Stored data entries:
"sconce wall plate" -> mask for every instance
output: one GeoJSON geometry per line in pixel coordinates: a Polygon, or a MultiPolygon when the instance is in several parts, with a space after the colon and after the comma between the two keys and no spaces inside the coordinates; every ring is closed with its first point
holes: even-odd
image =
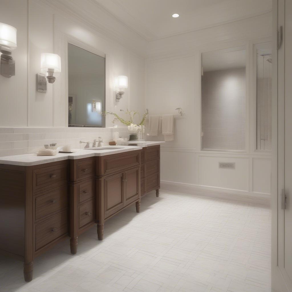
{"type": "Polygon", "coordinates": [[[46,93],[47,92],[47,79],[45,76],[36,74],[36,91],[46,93]]]}
{"type": "Polygon", "coordinates": [[[117,91],[116,94],[116,101],[118,102],[123,97],[123,95],[125,93],[124,91],[117,91]]]}
{"type": "Polygon", "coordinates": [[[4,77],[10,78],[15,76],[15,61],[11,56],[1,54],[0,74],[4,77]]]}

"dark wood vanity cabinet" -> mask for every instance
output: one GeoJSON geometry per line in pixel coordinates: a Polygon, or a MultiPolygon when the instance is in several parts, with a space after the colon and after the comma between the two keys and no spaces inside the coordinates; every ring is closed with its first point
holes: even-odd
{"type": "Polygon", "coordinates": [[[69,235],[68,166],[0,164],[0,249],[23,260],[26,281],[34,258],[69,235]]]}
{"type": "Polygon", "coordinates": [[[160,146],[32,166],[0,164],[0,250],[22,258],[26,281],[34,258],[65,238],[78,237],[132,204],[160,182],[160,146]]]}
{"type": "Polygon", "coordinates": [[[141,153],[141,196],[155,190],[156,197],[160,187],[160,145],[144,147],[141,153]]]}
{"type": "Polygon", "coordinates": [[[140,212],[141,150],[96,157],[95,220],[98,239],[105,221],[136,203],[140,212]]]}

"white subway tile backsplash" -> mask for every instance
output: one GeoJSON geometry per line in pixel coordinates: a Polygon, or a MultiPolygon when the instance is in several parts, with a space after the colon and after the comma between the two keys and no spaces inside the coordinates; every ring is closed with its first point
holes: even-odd
{"type": "Polygon", "coordinates": [[[0,149],[12,149],[13,148],[13,142],[0,142],[0,149]]]}
{"type": "MultiPolygon", "coordinates": [[[[80,140],[91,142],[101,137],[103,145],[112,139],[112,128],[0,127],[0,156],[34,153],[45,144],[70,144],[83,148],[80,140]]],[[[124,130],[124,128],[123,128],[124,130]]],[[[121,129],[116,128],[115,131],[121,129]]]]}

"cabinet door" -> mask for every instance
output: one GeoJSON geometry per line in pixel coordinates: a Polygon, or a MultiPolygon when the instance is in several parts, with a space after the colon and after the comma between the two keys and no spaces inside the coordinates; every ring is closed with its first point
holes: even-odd
{"type": "Polygon", "coordinates": [[[124,207],[124,173],[104,179],[105,219],[124,207]]]}
{"type": "Polygon", "coordinates": [[[140,196],[140,168],[125,173],[126,201],[126,205],[139,198],[140,196]]]}

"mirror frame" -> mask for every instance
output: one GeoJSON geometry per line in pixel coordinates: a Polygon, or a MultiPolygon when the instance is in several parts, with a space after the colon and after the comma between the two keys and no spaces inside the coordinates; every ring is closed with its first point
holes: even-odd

◆ **Brief**: Quote every line word for word and keep the images out of the copy.

◆ **Answer to the exercise**:
"sconce wall plate" -> mask for every instance
output: one GeoJSON geometry per line in pixel coordinates: a Polygon, or a MultiPolygon when the instance is in several parts, with a space after the colon and after the comma between the two keys and no spaces inside the coordinates; every ring is closed with its first point
holes: even-odd
image =
{"type": "Polygon", "coordinates": [[[46,93],[47,92],[47,79],[45,76],[36,74],[36,91],[46,93]]]}
{"type": "Polygon", "coordinates": [[[117,91],[116,94],[116,101],[118,102],[123,97],[123,95],[125,93],[124,91],[117,91]]]}
{"type": "Polygon", "coordinates": [[[4,77],[10,78],[15,76],[15,61],[11,56],[1,54],[0,74],[4,77]]]}

"dark wood vanity cabinet" -> mask for every instance
output: one GeoJSON geometry per line in pixel coordinates: a Polygon, or a MultiPolygon when the instance is in several parts, with a space after the colon and after the comma between the two keys and no spaces inside the coordinates; every ring is closed with its first point
holes: even-odd
{"type": "Polygon", "coordinates": [[[69,235],[68,166],[0,164],[0,249],[23,260],[26,281],[34,258],[69,235]]]}
{"type": "Polygon", "coordinates": [[[160,146],[32,166],[0,164],[0,250],[22,258],[26,281],[34,258],[65,238],[78,237],[132,204],[160,182],[160,146]]]}
{"type": "Polygon", "coordinates": [[[141,153],[141,196],[155,190],[156,197],[160,187],[160,145],[144,147],[141,153]]]}
{"type": "Polygon", "coordinates": [[[140,212],[141,150],[96,157],[95,220],[98,239],[105,221],[136,203],[140,212]]]}

"white subway tile backsplash" -> mask for every instance
output: one GeoJSON geometry per line in pixel coordinates: a Polygon, or a MultiPolygon when the instance is in several parts, with a space after the colon and after the comma between the two keys and no spaces inside the coordinates; every ring is closed with its first point
holes: even-odd
{"type": "Polygon", "coordinates": [[[0,149],[12,149],[13,148],[13,142],[0,142],[0,149]]]}
{"type": "MultiPolygon", "coordinates": [[[[80,140],[91,142],[101,137],[103,145],[112,139],[112,128],[0,127],[0,156],[34,153],[45,144],[70,144],[83,148],[80,140]]],[[[124,130],[124,128],[123,128],[124,130]]],[[[121,129],[116,128],[115,131],[121,129]]]]}

"cabinet door" -> mask for every instance
output: one GeoJSON geometry per line in pixel coordinates: a Polygon, or a MultiPolygon when the instance is in several parts, with a space after the colon and after the comma between the two keys and no spaces inside the coordinates; every ring is closed with its first point
holes: even-odd
{"type": "Polygon", "coordinates": [[[124,207],[124,173],[104,179],[105,219],[124,207]]]}
{"type": "Polygon", "coordinates": [[[140,196],[140,168],[125,173],[126,201],[126,205],[139,198],[140,196]]]}

"mirror frame" -> mask for every instance
output: one GeoJSON geometry per line in pixel coordinates: a Polygon, or a MultiPolygon when the instance is in several parts, with a space after the colon and after the comma between the two keys and no spaces inside the coordinates; every ring is closed with its first point
holes: even-odd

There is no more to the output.